+++ TEXTO

Há relatos de moradores da região com dificuldades para respirar. Alguns tiveram de deixar suas casas, em razão do avanço do fogo.
“A população mais afastada, que mora no Pantanal, sofre muito com tudo isso. Não são raras as imagens de pessoas afugentadas pelo fogo. É um fator crítico para a saúde, principalmente no atual contexto da pandemia”, diz Júlio Sampaio.
A fuligem e a fumaça, oriundas dos incêndios, são fatores que podem acarretar problemas respiratórios. Cidades próximas ao Pantanal, como Corumbá (MS), Poconé (MT) e Cuiabá (MT), tiveram as paisagens ofuscadas pelas fumaças oriundas do bioma.
Sampaio frisa que o fogo no bioma colabora intensamente para o aquecimento global. “Esses incêndios aumentam a emissão de gás carbônico na atmosfera. Isso é extremamente prejudicial. Com a área do Pantanal que queimou neste ano, a quantidade de CO2 lançada na atmosfera é enorme.”
Combate às chamas
Em meados de julho, o governo federal publicou um decreto em que proibiu queimadas em todo o território nacional por 120 dias. Especialistas apontam que a medida é ineficaz, caso não haja intensa fiscalização.
Diante do avanço do fogo no bioma, o Ministério da Defesa enviou, em 25 de julho, equipes das Forças Armadas para auxiliar no combate aos incêndios.
Especialistas ouvidos pela reportagem apontam que o Governo Federal demorou a tomar uma atitude sobre o bioma, que desde os primeiros meses de 2020 sofre com a falta de chuva e números elevados de incêndios.
“Quando se trata a questão ambiental de forma tão irresponsável, como o governo federal tem feito, o Brasil acaba passando uma imagem negativa para todo o mundo. Essa questão precisa ser priorizada. Até o momento, não há senso de responsabilidade sobre a gestão desses incêndios”, declara Júlio Sampaio.

++++++
+++ DADOS

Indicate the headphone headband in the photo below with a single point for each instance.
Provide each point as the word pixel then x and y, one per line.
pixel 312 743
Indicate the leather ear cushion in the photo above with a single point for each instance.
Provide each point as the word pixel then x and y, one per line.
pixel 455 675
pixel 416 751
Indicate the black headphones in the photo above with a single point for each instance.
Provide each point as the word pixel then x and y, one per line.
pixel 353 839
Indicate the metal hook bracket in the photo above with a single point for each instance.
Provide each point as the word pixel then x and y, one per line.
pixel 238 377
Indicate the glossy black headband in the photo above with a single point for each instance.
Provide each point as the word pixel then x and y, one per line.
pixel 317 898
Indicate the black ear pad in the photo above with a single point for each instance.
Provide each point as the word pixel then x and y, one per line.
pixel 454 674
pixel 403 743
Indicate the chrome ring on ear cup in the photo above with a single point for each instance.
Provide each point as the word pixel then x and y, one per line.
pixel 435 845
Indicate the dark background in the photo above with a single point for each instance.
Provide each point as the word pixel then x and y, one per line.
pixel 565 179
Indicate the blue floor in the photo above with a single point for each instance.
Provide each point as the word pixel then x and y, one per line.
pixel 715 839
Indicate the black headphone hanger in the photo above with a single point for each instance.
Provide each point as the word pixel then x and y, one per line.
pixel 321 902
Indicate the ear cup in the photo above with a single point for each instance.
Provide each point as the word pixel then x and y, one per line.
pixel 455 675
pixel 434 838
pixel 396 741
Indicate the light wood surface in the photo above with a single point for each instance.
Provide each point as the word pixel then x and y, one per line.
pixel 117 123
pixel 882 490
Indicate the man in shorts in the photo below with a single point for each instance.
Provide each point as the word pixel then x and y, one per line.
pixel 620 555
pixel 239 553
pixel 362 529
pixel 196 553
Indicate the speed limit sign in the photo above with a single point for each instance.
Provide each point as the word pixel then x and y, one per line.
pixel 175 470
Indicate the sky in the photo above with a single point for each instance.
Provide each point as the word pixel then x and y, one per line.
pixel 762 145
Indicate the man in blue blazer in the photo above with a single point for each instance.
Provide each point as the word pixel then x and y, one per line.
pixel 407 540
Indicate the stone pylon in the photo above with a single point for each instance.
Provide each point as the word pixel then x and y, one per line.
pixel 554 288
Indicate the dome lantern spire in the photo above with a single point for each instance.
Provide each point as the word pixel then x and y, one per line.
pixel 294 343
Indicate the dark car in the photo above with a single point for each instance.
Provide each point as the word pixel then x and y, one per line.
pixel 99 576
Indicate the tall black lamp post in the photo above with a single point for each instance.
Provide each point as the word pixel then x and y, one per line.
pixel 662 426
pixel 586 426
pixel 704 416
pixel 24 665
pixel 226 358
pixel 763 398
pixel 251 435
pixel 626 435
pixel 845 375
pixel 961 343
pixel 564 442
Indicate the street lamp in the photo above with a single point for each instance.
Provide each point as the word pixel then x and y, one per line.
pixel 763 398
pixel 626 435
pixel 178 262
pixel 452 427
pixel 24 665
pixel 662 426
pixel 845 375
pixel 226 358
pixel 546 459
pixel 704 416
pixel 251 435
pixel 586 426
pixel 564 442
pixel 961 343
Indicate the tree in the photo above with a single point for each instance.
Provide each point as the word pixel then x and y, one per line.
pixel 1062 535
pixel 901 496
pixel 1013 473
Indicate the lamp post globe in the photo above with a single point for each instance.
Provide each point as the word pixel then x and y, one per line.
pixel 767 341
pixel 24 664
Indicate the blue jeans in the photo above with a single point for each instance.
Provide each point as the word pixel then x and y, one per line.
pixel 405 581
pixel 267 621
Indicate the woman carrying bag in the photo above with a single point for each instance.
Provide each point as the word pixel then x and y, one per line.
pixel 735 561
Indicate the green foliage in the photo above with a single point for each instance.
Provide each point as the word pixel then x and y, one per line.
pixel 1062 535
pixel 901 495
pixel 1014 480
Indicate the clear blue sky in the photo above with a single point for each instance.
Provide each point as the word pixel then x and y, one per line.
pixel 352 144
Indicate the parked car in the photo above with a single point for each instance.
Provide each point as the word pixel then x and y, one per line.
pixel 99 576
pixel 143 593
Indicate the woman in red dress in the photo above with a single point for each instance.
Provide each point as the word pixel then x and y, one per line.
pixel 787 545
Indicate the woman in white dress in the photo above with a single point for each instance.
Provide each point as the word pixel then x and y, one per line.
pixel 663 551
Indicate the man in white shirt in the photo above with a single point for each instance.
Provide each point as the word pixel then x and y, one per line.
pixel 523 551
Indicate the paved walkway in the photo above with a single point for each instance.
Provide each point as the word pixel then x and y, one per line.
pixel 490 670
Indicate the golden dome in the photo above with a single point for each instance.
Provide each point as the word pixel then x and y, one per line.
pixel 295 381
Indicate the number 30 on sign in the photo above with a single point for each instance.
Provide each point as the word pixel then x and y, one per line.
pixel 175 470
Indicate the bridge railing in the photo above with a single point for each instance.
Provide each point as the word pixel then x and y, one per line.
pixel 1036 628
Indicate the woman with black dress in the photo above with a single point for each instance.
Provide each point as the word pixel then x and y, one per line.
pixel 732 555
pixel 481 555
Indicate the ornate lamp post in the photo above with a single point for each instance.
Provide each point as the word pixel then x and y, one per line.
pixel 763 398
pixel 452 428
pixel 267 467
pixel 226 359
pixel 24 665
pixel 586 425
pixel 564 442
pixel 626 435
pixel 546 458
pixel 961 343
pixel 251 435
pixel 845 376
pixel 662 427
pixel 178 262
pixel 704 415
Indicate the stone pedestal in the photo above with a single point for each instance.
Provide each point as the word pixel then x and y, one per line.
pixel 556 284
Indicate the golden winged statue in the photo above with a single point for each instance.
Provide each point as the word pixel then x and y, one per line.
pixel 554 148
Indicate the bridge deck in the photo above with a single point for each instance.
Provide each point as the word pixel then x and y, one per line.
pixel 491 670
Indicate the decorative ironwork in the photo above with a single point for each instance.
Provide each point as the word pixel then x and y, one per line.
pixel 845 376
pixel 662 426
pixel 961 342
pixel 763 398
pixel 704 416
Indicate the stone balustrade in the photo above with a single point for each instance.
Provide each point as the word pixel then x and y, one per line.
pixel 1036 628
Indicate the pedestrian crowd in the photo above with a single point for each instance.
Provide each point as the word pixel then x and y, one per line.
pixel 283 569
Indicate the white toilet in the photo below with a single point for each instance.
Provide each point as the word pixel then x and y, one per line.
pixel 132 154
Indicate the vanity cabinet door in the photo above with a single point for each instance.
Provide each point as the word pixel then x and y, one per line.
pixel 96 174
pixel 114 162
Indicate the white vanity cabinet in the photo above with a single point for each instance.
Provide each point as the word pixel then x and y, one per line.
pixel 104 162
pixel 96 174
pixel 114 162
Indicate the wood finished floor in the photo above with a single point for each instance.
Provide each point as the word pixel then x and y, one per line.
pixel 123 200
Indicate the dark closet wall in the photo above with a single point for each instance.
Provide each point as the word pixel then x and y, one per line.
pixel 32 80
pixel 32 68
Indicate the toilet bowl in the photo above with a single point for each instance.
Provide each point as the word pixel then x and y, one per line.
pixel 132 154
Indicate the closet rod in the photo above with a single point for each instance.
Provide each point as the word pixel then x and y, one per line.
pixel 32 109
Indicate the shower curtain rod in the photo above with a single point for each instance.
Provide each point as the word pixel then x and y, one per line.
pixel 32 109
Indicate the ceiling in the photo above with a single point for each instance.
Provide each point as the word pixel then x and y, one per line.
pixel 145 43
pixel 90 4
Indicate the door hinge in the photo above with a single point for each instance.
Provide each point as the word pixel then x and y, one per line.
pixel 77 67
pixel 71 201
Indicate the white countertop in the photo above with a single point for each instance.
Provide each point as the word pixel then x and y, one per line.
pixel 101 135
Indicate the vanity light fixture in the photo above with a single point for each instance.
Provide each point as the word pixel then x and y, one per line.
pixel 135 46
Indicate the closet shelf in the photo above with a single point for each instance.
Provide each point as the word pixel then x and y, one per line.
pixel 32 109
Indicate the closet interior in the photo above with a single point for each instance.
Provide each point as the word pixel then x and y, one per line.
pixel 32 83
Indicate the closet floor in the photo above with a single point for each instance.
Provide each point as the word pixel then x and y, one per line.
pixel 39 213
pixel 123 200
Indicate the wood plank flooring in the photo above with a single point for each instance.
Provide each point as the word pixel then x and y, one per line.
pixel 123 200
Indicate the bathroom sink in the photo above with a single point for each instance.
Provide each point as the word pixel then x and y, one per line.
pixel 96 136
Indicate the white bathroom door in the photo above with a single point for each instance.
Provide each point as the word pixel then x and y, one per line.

++++++

▶ [INSTRUÇÃO] Resuma o parágrafo do texto sobre os incêndios no Pantanal que começa com "Em meados de julho", mantendo seus fatos principais. A listagem não tem relação com o texto.

▶ [RESULTADO] Em meados de julho, um decreto do governo federal proibiu queimadas em todo o país por 120 dias. Segundo especialistas, a medida é ineficaz sem fiscalização intensa.